▸ Text block:
┄┄┄┄┄┄

Re: why std::vector<T>&& is not a universal reference?
Am 10.10.2012 10:50, schrieb rogeeva@googlemail.com:
I have another related question. Let's say all my templates are in
namespace myns and I want to implement operator+ for them following
above guideline:
namespace myns {
... // my types here
template<typename T1,typename T2>
my_result_type<T1,T2>
operator+( T1&& arg1, T2&& arg2 )
{
...
}
} // namespace myns
An intention here is to implement an operator+ for types in my
namespace. Now the question is: do I really need to add enable_if
constrain (constraining by some trait identifying my types) or I can
rely on ADL to do his for me (let's also assume I never intend to use
"using namespace myns" in the code anywhere)?
I still consider this as a dangerous situation. To exemplify this
consider that your library is used in another library or program. To do
this I need to give some of your mentioned types in your library
concrete names, e.g.
namespace myns {
template<class T>
struct type_1 {};
template<class T>
struct type_2 {};
/* ... */
template<typename T1,typename T2>
my_result_type<T1,T2>
operator+(T1&& arg1, T2&& arg2);
} // namespace myns
This different library has - lets say - its own namespace otherns and
contains also algebra function, but for different types. To allow a
smooth integration with your library it provides some mixed algebra
functions with your types, e.g.

┄┄┄┄┄┄

Data lines
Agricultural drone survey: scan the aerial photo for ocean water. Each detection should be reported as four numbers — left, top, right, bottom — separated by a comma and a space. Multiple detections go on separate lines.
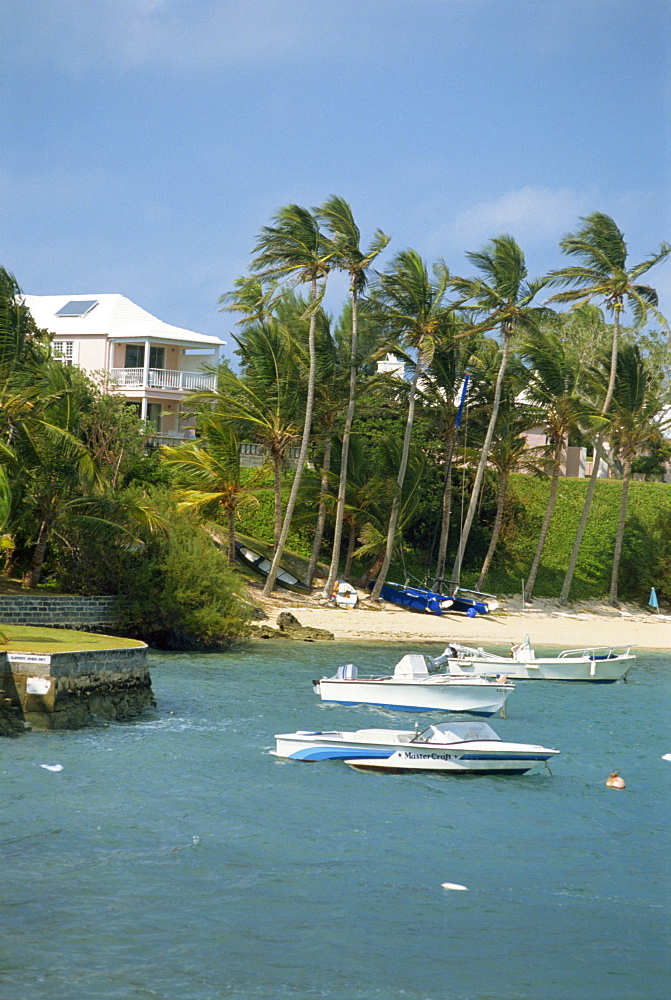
0, 642, 671, 1000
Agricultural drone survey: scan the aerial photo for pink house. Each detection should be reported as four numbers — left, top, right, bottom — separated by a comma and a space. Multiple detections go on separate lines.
25, 294, 224, 444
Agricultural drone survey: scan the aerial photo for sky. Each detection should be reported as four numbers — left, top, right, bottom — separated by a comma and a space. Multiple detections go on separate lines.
0, 0, 671, 356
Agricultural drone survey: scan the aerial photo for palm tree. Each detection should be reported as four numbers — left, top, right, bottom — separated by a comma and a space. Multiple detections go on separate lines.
371, 250, 450, 600
592, 343, 671, 607
521, 328, 590, 598
451, 235, 547, 587
476, 398, 537, 590
21, 396, 166, 588
314, 195, 389, 597
548, 212, 671, 604
161, 414, 266, 566
417, 311, 481, 590
252, 205, 334, 597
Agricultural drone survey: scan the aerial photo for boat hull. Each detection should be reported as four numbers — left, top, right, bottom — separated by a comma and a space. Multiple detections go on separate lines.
446, 653, 636, 684
345, 750, 548, 774
271, 722, 559, 774
315, 676, 514, 717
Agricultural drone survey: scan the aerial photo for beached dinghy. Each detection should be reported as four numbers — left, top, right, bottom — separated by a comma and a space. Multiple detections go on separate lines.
235, 542, 312, 594
433, 636, 636, 684
312, 653, 515, 716
270, 721, 559, 774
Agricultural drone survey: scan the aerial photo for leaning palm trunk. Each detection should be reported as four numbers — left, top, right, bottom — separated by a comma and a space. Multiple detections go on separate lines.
322, 281, 359, 597
608, 458, 631, 607
476, 473, 508, 590
559, 306, 620, 604
525, 439, 564, 600
305, 434, 333, 587
263, 277, 317, 597
451, 329, 512, 587
21, 517, 54, 590
226, 504, 236, 566
345, 521, 356, 580
273, 452, 282, 551
370, 364, 422, 601
433, 428, 457, 590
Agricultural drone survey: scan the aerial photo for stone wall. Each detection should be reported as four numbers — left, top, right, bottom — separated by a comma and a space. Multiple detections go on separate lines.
0, 594, 117, 632
0, 644, 155, 729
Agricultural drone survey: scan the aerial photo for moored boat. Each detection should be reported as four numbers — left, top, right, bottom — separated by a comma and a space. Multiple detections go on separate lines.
312, 653, 515, 716
270, 721, 559, 774
433, 636, 636, 684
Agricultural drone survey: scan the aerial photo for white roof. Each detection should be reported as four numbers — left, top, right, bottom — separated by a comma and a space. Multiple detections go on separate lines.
24, 293, 225, 347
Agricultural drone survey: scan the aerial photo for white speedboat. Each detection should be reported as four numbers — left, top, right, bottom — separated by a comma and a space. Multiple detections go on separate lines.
312, 653, 515, 716
270, 720, 559, 774
433, 636, 636, 684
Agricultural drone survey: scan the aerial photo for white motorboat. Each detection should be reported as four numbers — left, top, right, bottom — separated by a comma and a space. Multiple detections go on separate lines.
433, 636, 636, 684
312, 653, 515, 716
270, 720, 559, 774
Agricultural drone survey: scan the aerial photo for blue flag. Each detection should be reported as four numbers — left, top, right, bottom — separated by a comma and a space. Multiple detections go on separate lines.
455, 372, 471, 427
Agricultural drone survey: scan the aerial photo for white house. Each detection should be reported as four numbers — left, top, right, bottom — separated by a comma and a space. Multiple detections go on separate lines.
25, 294, 224, 444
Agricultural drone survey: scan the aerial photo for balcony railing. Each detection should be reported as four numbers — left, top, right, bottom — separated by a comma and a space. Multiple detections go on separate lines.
110, 368, 217, 392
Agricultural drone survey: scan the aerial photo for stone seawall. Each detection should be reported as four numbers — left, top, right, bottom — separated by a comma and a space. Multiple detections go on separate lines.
0, 644, 156, 729
0, 594, 117, 632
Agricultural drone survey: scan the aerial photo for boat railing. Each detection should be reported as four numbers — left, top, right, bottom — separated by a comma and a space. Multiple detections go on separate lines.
557, 646, 631, 660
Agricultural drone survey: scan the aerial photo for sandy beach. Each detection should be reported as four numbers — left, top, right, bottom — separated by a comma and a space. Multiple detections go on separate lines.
255, 593, 671, 650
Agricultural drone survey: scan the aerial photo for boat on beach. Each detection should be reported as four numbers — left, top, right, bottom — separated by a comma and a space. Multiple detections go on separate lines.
235, 541, 312, 594
270, 721, 559, 774
433, 636, 636, 684
312, 653, 515, 716
378, 580, 500, 616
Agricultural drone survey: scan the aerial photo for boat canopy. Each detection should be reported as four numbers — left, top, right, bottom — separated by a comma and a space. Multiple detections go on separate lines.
394, 653, 429, 679
413, 721, 501, 743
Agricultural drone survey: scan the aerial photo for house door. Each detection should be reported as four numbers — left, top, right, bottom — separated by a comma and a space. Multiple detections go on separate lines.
147, 403, 163, 434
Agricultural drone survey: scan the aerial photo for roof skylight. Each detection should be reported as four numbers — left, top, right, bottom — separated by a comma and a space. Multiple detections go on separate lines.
56, 299, 98, 319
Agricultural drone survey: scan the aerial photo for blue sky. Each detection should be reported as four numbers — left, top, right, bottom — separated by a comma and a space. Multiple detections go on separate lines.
0, 0, 671, 353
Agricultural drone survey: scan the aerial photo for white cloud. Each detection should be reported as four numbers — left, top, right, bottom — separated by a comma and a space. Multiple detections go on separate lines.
444, 186, 595, 248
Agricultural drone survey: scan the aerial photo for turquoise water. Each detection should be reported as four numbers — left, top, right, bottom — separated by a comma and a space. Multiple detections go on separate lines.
0, 642, 671, 1000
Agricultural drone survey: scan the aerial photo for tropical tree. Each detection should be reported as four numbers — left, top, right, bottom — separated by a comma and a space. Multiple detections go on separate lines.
371, 250, 449, 600
476, 397, 538, 590
161, 414, 266, 566
520, 326, 591, 598
252, 205, 334, 597
314, 195, 389, 596
417, 310, 482, 590
22, 396, 165, 588
450, 235, 547, 587
592, 344, 671, 607
548, 212, 671, 604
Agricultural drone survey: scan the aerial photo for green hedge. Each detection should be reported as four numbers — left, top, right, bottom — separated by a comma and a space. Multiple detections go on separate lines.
487, 475, 671, 600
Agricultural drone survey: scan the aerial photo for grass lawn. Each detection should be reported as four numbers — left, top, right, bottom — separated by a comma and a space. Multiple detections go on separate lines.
0, 625, 144, 653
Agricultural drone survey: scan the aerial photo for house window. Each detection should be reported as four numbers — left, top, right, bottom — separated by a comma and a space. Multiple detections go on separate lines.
124, 344, 165, 369
147, 403, 163, 434
124, 344, 144, 368
52, 340, 77, 365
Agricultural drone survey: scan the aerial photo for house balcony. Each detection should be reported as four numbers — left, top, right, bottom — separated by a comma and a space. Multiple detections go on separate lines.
110, 368, 217, 392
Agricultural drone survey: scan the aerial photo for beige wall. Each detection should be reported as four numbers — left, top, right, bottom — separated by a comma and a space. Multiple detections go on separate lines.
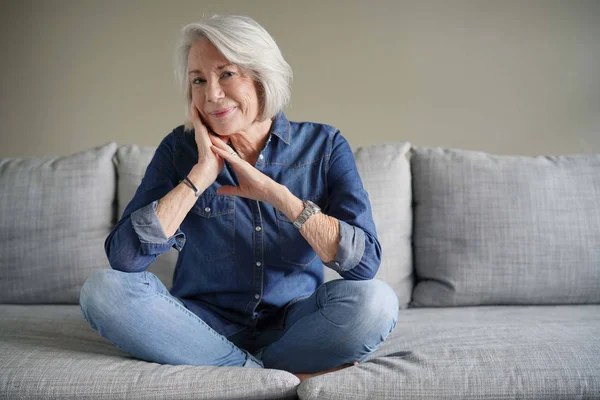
0, 0, 600, 157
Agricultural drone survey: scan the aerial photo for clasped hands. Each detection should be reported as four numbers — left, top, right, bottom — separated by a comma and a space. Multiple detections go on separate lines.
190, 104, 287, 207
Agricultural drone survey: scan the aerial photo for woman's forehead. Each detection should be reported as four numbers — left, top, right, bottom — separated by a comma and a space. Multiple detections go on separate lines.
188, 39, 232, 72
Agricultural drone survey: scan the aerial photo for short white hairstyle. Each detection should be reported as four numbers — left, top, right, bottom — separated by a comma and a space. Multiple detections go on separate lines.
174, 15, 292, 129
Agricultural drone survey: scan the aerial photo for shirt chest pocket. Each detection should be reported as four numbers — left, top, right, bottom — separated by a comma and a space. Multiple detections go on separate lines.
186, 193, 235, 261
275, 199, 320, 267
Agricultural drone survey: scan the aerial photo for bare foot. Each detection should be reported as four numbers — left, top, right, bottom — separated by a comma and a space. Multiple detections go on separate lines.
294, 361, 358, 382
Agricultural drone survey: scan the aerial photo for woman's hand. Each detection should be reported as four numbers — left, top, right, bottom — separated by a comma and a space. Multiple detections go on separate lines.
210, 136, 283, 205
190, 103, 225, 187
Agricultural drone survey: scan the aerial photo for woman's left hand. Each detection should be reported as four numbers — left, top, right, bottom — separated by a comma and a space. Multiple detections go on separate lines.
210, 137, 280, 204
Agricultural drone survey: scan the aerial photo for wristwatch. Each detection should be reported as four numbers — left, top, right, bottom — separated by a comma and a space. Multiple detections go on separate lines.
293, 200, 321, 229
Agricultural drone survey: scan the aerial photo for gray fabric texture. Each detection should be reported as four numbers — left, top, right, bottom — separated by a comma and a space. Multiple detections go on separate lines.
117, 144, 179, 290
0, 142, 117, 304
411, 147, 600, 306
298, 305, 600, 400
0, 305, 299, 400
338, 143, 413, 308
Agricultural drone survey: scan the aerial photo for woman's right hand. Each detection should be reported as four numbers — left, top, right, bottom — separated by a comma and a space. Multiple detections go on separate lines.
190, 103, 225, 188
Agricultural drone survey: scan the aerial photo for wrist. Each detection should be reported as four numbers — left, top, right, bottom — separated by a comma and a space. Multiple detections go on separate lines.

┄┄┄┄┄┄

▸ Stated exercise: From the forum post, extract the passage from "I still consider" up to and including "concrete names, e.g.", copied word for word.

▸ Task answer:
I still consider this as a dangerous situation. To exemplify this
consider that your library is used in another library or program. To do
this I need to give some of your mentioned types in your library
concrete names, e.g.